§ Task goal
Continue the account below of teaching a troop of girls to sew quilt squares, starting right after its last sentence.

§ Passage to read

◇ ◇ ◇

Here's how I prepared for our meeting #1:

First I cut four square pieces of fabric for each girl. I selected a range of fabrics from my stash, limiting the color range to that within my "yellow through red" drawer in order to have somewhat of a cohesive look.

In order to have some movement throughout the quilt, I chose both lights and darks. (If they were all light or all dark, it would have flattened the design which was not what I was going for).

Then, I cut each fabric into strips (I believe they were 4" wide) using a rotary cutter, and each strip into squares.

Since I'd be teaching them to sew by hand, I drew 1/4" seam allowance around the perimeter of each fabric square using a white chalk pencil (which doesn't seem to show up in photo above). This way they'd have a guide for sewing a straight line.

I then selected two light and two dark pieces of fabric and pinned them together using four pins and one needle. This saved time in having to distribute the pins and needles to each girl during our meeting.

I forgot to get picture of our sewing session, probably because I was very busy! Even with the help of both troop leaders, teaching 16 girls (9-10 years of age) how to sew was a great challenge.

The difference in sewing skills amongst the girls in the troop made teaching them a challenge.  But these same differences are what gave the quilt it's uniqueness.

The difference in sewing skills amongst the girls in the troop made teaching them a challenge.  But these same differences are what gave the quilt it's uniqueness.

There were different skill levels across the group; a small portion of the girls had had sewing lessons in the past and knew the basics (how to thread a needle and how to align and pin right sides together). Most of the girls hadn't sewn before, but seemed like they'd had lots of experience with crafting in general, and were able to catch on quickly. For the remaining few, this seemed to be one of their first experiences making something with their hands. For their sake, I wish we'd had a smaller ratio of adults to children. One on one would have been best for them.

Even so, the girls couldn't have been more enthusiastic about the process. They were interested, engaged, and loved the experience. Better yet, most of them were able to complete their sewing by the end of our meeting.

◇ ◇ ◇

§ The data
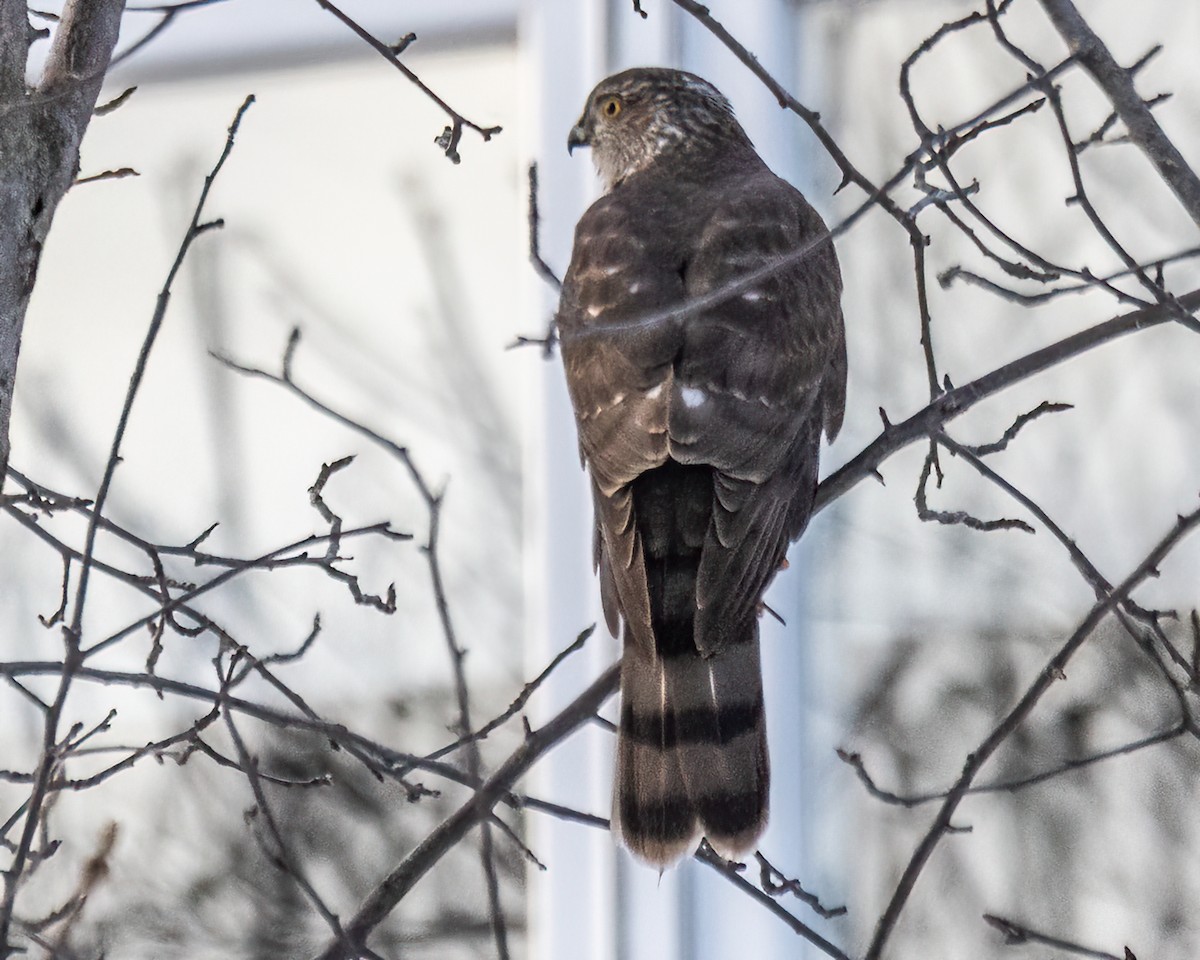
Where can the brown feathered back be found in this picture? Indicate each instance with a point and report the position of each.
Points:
(700, 414)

◇ ◇ ◇

§ Output of the task
At home I machine sewed all the blocks together, added a bright orange Kona cotton border and backing with a layer of Warm & Natural batting in between, and pin basted it all together in preparation for our next meeting.

Pin basting the quilt with the help of my Girl Scout.

Pin basting the quilt with the help of my Girl Scout.

Pin basted quilt ready to be hand tied in meeting #2.

Pin basted quilt ready to be hand tied in meeting #2.

Meeting #2 went a little smoother than the first. I'd explained the steps I'd taken at home to get the quilt to it's current state, and pointed out the three layers. 

Then, the main portion of the troop went on to an (unrelated) activity while another mom and I worked one-on-one with two girls at a time teaching them to tie the quilt.

Towards the end of the meeting, we all came together to make the quilt label. I had prepared the label fabric by ironing a piece of wax paper to the backside to stiffen the surface for writing on. Also, I had drawn out guide lines with a fabric pen to keep things neat.

The troop decided what the quilt label would say, and then each signed their names.

The troop decided what the quilt label would say, and then each signed their names.

Knowing that we'd be donating it to our local hospital where it would be given to a sick child, they came up with the wording you see above. I wrote their message onto the fabric using a permanent pen, and then they each signed their names (going a little overboard with their decorative accents!) 

At home I finished the quilt by machine quilting three lines around the perimeter of the patchwork, sewing on the binding, and attaching the label. See end results below!

Future generation of quilters showing off their first finished piece.

Future generation of quilters showing off their first finished piece.